EXERCISE DETAILS
Find the line with "Prompt: man's eyebrow" in the listing below. Write it out exactly, along with every later line up to the final one.

EXTRACTED INFORMATION
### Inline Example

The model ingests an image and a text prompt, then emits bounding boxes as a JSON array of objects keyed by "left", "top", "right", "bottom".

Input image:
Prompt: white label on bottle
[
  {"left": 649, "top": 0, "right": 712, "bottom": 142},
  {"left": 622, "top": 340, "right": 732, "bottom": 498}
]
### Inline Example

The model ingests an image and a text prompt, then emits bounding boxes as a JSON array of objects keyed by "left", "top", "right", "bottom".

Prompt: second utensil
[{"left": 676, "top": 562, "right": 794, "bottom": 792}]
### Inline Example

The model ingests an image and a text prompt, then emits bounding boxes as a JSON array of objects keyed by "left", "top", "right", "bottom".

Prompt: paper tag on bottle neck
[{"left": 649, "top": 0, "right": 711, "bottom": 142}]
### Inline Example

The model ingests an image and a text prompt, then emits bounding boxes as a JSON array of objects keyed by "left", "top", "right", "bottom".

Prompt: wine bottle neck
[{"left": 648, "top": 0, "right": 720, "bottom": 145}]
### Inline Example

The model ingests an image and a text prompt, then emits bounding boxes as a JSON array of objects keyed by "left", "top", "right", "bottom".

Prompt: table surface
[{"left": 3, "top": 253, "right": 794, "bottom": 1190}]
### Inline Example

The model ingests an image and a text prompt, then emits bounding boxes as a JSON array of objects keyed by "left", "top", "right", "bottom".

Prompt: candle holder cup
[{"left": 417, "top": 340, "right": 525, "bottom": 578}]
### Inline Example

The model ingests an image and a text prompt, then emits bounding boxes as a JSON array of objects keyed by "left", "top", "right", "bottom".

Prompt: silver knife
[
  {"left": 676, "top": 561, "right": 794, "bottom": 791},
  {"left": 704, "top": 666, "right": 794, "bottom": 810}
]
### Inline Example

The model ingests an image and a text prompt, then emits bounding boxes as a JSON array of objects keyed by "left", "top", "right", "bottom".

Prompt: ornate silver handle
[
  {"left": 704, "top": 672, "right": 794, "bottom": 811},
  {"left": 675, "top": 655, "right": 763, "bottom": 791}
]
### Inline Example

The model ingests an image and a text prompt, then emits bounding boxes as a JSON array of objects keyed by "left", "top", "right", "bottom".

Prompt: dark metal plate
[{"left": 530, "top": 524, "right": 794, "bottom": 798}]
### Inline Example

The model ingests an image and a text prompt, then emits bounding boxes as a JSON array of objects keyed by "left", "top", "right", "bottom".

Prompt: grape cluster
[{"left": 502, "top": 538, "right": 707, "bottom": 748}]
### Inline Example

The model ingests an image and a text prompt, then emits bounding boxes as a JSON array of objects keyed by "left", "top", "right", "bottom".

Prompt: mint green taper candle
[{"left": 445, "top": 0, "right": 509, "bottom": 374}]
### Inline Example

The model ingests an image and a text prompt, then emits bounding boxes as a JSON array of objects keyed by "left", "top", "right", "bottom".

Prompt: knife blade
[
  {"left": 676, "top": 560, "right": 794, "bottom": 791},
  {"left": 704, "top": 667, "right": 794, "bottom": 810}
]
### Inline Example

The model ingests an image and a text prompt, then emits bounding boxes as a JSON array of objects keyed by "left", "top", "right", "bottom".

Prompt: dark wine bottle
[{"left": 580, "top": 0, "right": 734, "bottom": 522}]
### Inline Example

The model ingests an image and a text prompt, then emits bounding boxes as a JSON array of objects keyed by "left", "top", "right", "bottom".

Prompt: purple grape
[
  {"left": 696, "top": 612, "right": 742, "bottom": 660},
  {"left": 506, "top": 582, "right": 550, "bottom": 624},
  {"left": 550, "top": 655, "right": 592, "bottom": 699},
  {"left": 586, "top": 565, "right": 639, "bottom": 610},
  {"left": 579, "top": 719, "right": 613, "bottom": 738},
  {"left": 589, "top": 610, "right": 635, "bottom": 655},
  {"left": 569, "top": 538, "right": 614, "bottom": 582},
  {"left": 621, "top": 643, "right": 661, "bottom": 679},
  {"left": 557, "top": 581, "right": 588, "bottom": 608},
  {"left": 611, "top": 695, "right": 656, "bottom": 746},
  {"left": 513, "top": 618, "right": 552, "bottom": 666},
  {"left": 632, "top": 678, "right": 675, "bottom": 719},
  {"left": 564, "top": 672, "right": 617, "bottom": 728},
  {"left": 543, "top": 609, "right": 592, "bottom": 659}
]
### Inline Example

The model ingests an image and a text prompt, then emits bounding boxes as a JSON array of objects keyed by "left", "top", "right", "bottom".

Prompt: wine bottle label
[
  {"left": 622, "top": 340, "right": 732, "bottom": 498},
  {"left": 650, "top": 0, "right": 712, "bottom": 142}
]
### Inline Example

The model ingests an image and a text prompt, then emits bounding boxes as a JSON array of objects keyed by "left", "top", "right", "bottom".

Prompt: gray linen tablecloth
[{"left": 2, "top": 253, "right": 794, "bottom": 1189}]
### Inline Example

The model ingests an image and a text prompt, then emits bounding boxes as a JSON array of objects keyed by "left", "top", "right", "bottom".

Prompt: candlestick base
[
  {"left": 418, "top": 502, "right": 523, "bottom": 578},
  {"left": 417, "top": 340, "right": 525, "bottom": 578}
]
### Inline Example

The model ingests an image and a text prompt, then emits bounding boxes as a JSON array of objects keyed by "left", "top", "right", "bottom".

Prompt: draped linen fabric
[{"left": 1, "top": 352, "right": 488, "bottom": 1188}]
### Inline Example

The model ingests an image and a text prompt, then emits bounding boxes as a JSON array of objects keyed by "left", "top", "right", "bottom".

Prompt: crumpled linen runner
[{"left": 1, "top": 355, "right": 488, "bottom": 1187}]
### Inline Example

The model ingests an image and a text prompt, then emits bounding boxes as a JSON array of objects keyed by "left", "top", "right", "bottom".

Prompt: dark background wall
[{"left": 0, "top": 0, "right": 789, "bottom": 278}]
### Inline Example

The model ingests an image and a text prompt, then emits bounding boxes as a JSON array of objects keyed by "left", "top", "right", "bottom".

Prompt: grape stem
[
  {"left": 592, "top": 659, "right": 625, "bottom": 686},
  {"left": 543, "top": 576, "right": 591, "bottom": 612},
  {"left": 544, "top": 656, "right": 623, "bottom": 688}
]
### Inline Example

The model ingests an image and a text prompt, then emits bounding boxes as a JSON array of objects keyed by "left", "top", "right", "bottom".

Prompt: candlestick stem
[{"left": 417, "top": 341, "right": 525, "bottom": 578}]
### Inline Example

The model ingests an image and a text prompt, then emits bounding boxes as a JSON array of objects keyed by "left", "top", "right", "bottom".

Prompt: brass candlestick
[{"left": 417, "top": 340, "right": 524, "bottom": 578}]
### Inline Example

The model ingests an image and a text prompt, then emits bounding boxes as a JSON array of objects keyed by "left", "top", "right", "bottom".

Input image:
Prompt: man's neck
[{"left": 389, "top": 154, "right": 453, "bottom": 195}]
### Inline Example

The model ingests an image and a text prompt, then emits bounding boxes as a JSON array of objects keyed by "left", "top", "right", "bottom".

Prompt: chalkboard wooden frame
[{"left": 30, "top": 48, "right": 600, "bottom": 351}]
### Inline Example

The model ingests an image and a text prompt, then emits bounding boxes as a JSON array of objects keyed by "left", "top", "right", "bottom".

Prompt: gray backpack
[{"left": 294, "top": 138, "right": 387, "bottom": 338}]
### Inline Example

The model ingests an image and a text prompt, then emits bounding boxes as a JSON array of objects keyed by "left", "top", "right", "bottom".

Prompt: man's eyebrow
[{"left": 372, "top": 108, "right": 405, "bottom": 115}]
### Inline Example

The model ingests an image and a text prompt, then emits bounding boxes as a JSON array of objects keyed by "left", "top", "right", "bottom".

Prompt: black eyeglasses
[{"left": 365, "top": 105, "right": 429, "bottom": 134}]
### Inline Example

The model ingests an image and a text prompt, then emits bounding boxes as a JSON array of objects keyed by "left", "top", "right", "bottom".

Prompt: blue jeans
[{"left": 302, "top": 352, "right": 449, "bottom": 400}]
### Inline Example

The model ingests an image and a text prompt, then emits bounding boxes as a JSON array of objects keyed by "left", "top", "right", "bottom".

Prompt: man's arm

EXPECTED OUTPUT
Prompt: man's eyebrow
[{"left": 372, "top": 108, "right": 405, "bottom": 115}]
### Inline Example

The model ingests an image and a text prompt, then emits bounding boxes as a JSON array of objects keyed by "left", "top", "right", "bottom".

Prompt: black eyeglasses
[{"left": 365, "top": 105, "right": 429, "bottom": 134}]
### Inline Example

The model ingests an image and a text prompt, then emits bounding boxes as a JSON array of objects keyed by "left", "top", "right", "bottom".

Prompt: blue jeans
[{"left": 302, "top": 352, "right": 449, "bottom": 400}]
### Inline Example

The model ingests an image and a text prompt, then emits bounding boxes as a JSON array of objects keyed by "left", "top", "right", "bottom".

Prompt: man's arm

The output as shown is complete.